文書の抜粋:
━━━

前ページで文章作成の基本となる、文章報告の目的を学びました。今日は読み手は誰なのか?に着眼した報告書の書き方。また一般的に読み手(顧客)に納得してもらえる「良い報告書」について説明します。

 

 おさらい
  1. 文章報告の目的
  2. Who is audience?(誰が読み手か?)
  3. 良い報告書とは
  4. 読み手の期待

 

Who is audience? (読み手は誰か?)

あなたの作成した報告書は誰に向けて作成したものなのでしょうか。あなたは誰に対して報告し、納得・理解してもらう必要があるのか、を考えて下さい。

電子機械類、例えばあなたがメーカーに勤務していて、自社製品が故障した際に顧客に提出する報告書であれば、読み手は誰になるでしょうか?メインのAudience(聴衆)は誰になるでしょうか。状況によって異なるとは思いますが、以下の面々があげられると思います。

 

  • 故障した製品を使用していた部門の現場担当者(営業)
  • 故障した製品を使用していた部門の技術担当者(エンジニア)
  • 故障した製品を使用していた部門の部長

 

もし仮にあなたが、先方の部長や営業に対して、故障した製品の詳細な電子回路の説明をし、プログラミング知識が必要なレベルの制御プログラムのバグをコードレベルで説明するのであれば、それは残念ながら「的外れ」な報告書になります。部長や営業部門が知りたいことは、事象説明としては、その故障が、ハードの問題かソフトの問題か、極端に言えば一言で表せるようなレベルで十分であり、それより、「いつ」直るのか、「もう壊れないのか」、直すのにお金がかかるのか?等の善後策をより重視します。

━━━

記録データ:
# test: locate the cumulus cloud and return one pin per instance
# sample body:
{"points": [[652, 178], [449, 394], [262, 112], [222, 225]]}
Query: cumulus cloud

━━━

やること:
**A.** 報告書の書き方についての文章で、故障した自社製品の報告書の読み手としてあげられている面々をすべて挙げよ。
**B.** 次の(i)〜(iii)が報告書の書き方についての文章の内容と合っているかを、はいかいいえで答えよ。それぞれ、判断の決め手となる本文の語句をそのまま引用すること。
(i) 部長や営業部門にとって、事象説明は故障がハードの問題かソフトの問題かを一言で表せる程度で十分である。
(ii) 先方の部長に制御プログラムのバグをコードレベルで説明すれば、良い報告書になる。
(iii) 前ページでは「良い報告書」について説明した。
**C.** 報告書の書き方についての文章を、最後の文のあとから書き継げ。
記録された各行は、報告書の書き方についての文章とは関係がない。

解答:
**A.**
・故障した製品を使用していた部門の現場担当者(営業)
・故障した製品を使用していた部門の技術担当者(エンジニア)
・故障した製品を使用していた部門の部長

**B.**
(i) はい。「その故障が、ハードの問題かソフトの問題か、極端に言えば一言で表せるようなレベルで十分であり」
(ii) いいえ。「それは残念ながら「的外れ」な報告書になります」
(iii) いいえ。「前ページで文章作成の基本となる、文章報告の目的を学びました」

**C.**
逆に報告書の提出先が、エンジニアである場合は、問題のあった電子回路の詳細な解析結果や、根本原因の特定を実施した上での、回避方法を好みます。なぜならエンジニアはあなたと一緒に「いつ」、「誰が」直すのか、を考えてくれるパターンが非常に多いからです。

報告書は問題が発生してから、提出するまでの期間も重要視される傾向にあります。読み手が誰なのか?を判断し、短い期間で、読み手の性質にあった報告書作成に注力すべきです。

 

良い報告書に含まれる項目・テクニック

良い報告書、読み手に好かれる報告書を一言で表すならば、「簡潔にまとめる」となります。ごてごてした、回りくどい報告書は顧客の怒りの炎に油を注ぐだけです。抑えるべきポイントは以下です。

 

  • 報告を受ける顧客・上司は大量の報告を受ける為、枚数は少なくする。
  • 短文で箇条書きでまとめる、しかし必要な事項は充分に記載する。(見極めが大事)
  • どうしても長文になる場合、ログや細かい説明は添付資料にする。
  • 1ページ目にExecutive Summary(概要)として、「事象」「原因」「解決方法」の結論を記載し、仔細は本文に記載する。
  • クレーム対応は、「相手の状況」や「対応の詳細」、「原因」、「善後策」を記載する。
  • 簡潔を旨としても、必要な情報が抜け落ちぬように必要に応じて図解等があり、文字を追わなくても視覚的にすぐ把握できるようにする。
  • 問題点、原因分析、改善策(当方・先方の両方)がよく洞察されており、それぞれの相互因果関係が明確にできている。
  • 先方が思いつかないような前後策を示し、当方の観察力や洞察力の鋭さを示す重要な内容を盛り込めるとなおよい。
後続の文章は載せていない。